Work task =>
Respond with exact copies of the lines running from the line that contains "Query: black metal railing" to the end of the material.

_ _ _ _

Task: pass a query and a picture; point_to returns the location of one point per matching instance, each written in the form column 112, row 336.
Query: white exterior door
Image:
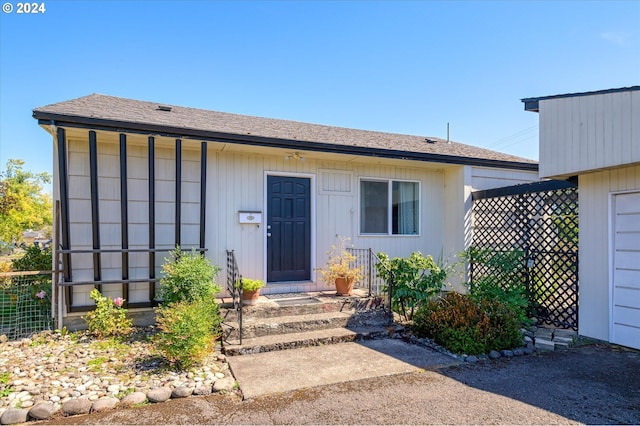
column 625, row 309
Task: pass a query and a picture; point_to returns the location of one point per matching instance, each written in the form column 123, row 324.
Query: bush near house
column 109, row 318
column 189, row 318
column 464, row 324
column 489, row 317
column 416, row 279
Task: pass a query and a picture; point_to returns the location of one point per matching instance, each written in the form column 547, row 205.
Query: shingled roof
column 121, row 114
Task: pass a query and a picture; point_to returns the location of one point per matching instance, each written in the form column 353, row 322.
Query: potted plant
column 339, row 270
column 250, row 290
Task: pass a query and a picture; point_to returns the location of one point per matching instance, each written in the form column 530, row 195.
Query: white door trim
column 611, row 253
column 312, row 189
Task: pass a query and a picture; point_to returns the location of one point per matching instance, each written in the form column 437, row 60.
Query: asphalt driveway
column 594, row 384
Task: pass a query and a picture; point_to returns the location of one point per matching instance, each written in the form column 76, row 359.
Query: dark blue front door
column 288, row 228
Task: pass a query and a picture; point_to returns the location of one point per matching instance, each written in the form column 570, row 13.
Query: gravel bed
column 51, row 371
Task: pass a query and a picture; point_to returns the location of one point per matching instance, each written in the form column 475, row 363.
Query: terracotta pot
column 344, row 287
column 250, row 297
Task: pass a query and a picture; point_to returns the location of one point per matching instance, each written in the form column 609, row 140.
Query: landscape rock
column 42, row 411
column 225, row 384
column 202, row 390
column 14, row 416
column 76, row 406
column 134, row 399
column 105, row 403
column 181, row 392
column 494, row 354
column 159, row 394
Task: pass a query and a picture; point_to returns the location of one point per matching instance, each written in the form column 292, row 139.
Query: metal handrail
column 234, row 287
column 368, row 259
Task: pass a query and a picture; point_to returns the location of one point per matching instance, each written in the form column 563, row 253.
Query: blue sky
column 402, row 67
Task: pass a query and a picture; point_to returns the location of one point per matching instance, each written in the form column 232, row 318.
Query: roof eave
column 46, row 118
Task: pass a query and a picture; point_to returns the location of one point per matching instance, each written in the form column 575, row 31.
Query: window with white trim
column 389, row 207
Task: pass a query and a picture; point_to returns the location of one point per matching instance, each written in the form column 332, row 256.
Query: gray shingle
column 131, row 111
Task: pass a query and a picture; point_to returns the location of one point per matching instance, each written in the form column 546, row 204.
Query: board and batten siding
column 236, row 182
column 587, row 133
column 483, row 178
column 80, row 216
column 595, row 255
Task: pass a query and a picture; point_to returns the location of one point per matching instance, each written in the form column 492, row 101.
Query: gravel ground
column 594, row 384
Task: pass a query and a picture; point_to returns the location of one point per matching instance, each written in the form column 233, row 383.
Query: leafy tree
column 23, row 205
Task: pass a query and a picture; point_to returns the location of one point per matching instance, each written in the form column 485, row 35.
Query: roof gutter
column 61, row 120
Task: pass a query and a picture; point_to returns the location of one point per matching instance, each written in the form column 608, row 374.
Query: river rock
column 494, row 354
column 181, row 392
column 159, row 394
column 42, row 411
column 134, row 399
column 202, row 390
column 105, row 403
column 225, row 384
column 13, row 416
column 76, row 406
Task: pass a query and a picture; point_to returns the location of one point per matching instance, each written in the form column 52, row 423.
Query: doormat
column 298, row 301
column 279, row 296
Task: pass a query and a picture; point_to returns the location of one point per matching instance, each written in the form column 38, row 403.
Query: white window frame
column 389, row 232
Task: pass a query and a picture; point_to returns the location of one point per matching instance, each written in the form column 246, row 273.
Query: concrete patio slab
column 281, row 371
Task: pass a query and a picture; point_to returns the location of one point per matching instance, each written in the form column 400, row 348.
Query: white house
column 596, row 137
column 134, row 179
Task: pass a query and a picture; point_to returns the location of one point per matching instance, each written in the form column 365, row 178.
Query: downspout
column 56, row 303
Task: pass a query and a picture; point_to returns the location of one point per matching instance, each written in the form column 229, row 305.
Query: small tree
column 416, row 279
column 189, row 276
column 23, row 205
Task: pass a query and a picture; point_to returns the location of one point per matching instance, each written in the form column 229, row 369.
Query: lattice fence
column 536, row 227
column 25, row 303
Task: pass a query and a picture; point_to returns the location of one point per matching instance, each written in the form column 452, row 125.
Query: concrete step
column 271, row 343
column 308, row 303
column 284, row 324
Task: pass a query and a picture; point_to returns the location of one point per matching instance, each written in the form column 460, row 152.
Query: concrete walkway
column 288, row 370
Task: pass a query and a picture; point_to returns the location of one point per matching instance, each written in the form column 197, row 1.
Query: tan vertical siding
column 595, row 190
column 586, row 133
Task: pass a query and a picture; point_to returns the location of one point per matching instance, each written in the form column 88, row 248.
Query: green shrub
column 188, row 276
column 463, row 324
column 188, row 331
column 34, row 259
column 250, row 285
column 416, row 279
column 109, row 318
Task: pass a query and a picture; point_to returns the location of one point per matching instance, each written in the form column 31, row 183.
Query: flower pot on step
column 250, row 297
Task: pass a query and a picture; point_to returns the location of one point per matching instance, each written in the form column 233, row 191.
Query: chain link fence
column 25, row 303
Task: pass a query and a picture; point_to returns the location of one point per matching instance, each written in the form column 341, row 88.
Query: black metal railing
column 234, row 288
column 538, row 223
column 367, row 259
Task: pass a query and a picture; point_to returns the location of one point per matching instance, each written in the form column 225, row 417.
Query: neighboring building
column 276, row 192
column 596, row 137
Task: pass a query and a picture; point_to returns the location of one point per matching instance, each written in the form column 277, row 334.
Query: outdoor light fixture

_ _ _ _

Exercise result =>
Query: black metal railing
column 234, row 288
column 538, row 223
column 367, row 259
Task: pass a query and a picture; point_to returns the location of one point per matching instance, each written in the form column 225, row 417.
Query: neighboring building
column 276, row 192
column 596, row 137
Task: pass a query and a picture; point_to returns the location of one point per matching instance, each written in the form column 277, row 334.
Query: outdoor light fixture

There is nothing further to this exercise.